Supplied text
····················

Quantitation of DNA fragmentation was performed by a modification of a
previously published procedure.15 Briefly, cells were
labeled with [14C]thymidine (0.02 µCi/mL; specific
activity, 59 mCi/mmol, from Amersham Corp, Arlington Heights, IL) for
one doubling time, followed by incubation in isotope-free medium to
allow chase of radioactivity into high molecular weight DNA. After
exposure to flavopiridol, cells were loaded onto a filter (Poretics
Corporation, Livermore, CA). The culture medium and wash fractions were
collected as "the extracellular fraction". Lysis solution (0.2%
Na Sarkosyl, 2 mol/L NaCl, 0.04 mol/L EDTA, pH 10) was added, followed
by another wash with 0.02 mol/L EDTA. This was collected as the
"lysis fraction", containing the protein-free DNA double-strand
breaks occurring as a result of induction of apoptosis. The filter was
placed into a scintillation bottle containing 0.4 mL 1 N HCL . The
filter was placed into a 65°C oven for 60 minutes, followed by
addition of 0.4 N NaOH for 60 minutes to solubilize the filter-bound
label. Radioactivity was then measured in each fraction by liquid
scintillation spectrometry, and the data plotted as the fraction of DNA
eluting from the filter.
Flavopiridol effects on topoisomerase activity.
To assess the capacity of flavopiridol to activate topoisomerase, a DNA
fragment corresponding to the 5 -end-labeled sense strand of the
c-myc proto-oncogene was used.16 The DNA was reacted with
purified topoisomerase I and II in the presence of the indicated concentrations of flavopiridol. Reactions were incubated at 30°C for 30 minutes and stopped by adding 0.5% SDS followed by proteinase K
digestion. DNA fragments were separated on a 7% denaturing
polyacrylamide gel and visualized by Phosphorimager.
DNA content and flow cytometry analysis.

····················

Entries supplied
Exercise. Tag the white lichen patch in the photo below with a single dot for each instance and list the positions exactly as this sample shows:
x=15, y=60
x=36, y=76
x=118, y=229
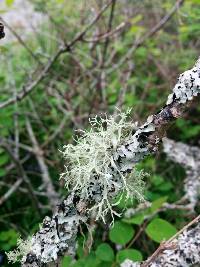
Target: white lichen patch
x=187, y=87
x=90, y=167
x=23, y=247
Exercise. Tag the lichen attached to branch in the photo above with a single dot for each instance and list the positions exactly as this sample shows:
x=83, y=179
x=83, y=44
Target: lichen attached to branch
x=90, y=168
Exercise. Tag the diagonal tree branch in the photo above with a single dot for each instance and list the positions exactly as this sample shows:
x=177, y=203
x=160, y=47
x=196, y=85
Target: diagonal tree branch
x=58, y=233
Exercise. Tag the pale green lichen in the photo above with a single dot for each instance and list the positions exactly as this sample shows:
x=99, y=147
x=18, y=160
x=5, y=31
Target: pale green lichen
x=23, y=248
x=92, y=156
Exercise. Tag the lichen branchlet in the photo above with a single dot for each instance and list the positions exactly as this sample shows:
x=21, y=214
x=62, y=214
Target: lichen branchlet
x=90, y=169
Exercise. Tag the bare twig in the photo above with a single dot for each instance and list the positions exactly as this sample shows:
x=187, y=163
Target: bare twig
x=51, y=193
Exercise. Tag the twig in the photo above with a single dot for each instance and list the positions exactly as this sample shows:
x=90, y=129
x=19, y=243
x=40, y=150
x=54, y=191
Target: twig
x=51, y=193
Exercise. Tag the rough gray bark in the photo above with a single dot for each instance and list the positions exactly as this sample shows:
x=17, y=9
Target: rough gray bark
x=58, y=233
x=184, y=252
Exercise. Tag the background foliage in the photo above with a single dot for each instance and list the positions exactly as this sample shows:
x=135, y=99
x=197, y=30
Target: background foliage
x=93, y=78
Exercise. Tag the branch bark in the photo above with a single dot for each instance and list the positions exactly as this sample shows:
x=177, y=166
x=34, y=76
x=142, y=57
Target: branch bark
x=58, y=233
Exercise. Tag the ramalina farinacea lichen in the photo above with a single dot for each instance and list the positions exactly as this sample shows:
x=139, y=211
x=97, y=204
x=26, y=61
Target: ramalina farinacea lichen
x=90, y=169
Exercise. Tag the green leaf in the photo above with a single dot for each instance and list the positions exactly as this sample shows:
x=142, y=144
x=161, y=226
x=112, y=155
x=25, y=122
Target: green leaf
x=66, y=261
x=121, y=233
x=160, y=230
x=131, y=254
x=8, y=239
x=2, y=172
x=92, y=260
x=4, y=158
x=104, y=252
x=137, y=219
x=156, y=204
x=9, y=2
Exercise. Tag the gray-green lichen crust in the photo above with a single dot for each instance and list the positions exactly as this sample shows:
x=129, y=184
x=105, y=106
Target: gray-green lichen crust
x=187, y=87
x=102, y=163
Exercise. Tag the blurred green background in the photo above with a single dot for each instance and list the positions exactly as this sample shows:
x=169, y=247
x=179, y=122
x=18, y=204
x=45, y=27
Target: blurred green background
x=97, y=74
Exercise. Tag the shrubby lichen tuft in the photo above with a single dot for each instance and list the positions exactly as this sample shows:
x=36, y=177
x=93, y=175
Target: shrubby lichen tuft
x=90, y=169
x=23, y=248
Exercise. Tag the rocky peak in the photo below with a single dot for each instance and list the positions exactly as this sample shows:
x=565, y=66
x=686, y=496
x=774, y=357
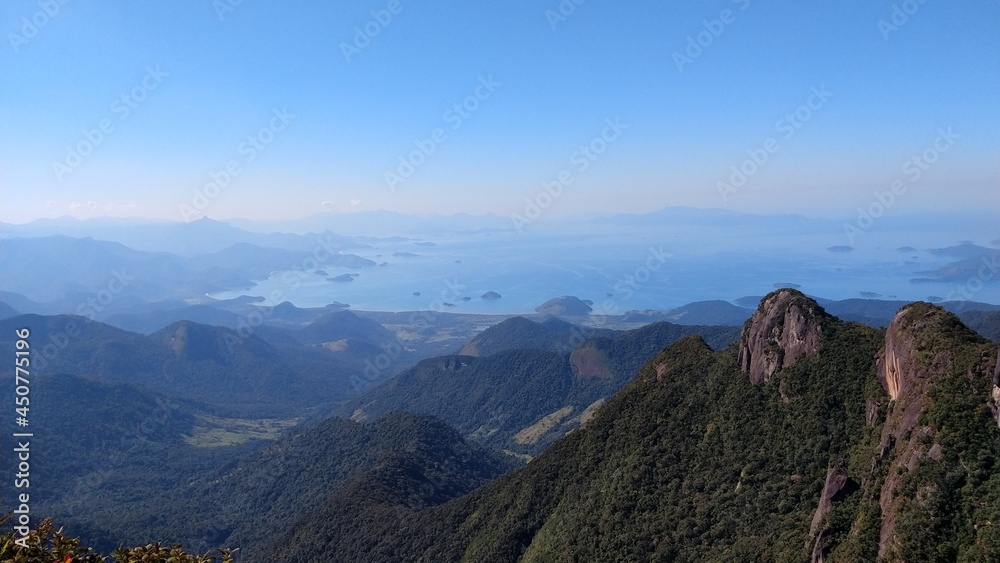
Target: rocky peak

····················

Exercise set
1 - Please rewrite the lab methods text between "To assess the" and "visualized by Phosphorimager.", inclusive, replacing "denaturing" with "native".
2 - Answer these questions using the lab methods text:
(a) At what concentration was [14C]thymidine used to label the cells?
(b) At what temperature, and for how long, were the topoisomerase reactions incubated?
(c) At what temperature, and for how long, was the filter kept in the oven?

Results for each task
1 -
To assess the capacity of flavopiridol to activate topoisomerase, a DNA
fragment corresponding to the 5 -end-labeled sense strand of the
c-myc proto-oncogene was used.16 The DNA was reacted with
purified topoisomerase I and II in the presence of the indicated concentrations of flavopiridol. Reactions were incubated at 30°C for 30 minutes and stopped by adding 0.5% SDS followed by proteinase K
digestion. DNA fragments were separated on a 7% native
polyacrylamide gel and visualized by Phosphorimager.

2 -
(a) 0.02 µCi/mL
(b) 30°C for 30 minutes
(c) 65°C for 60 minutes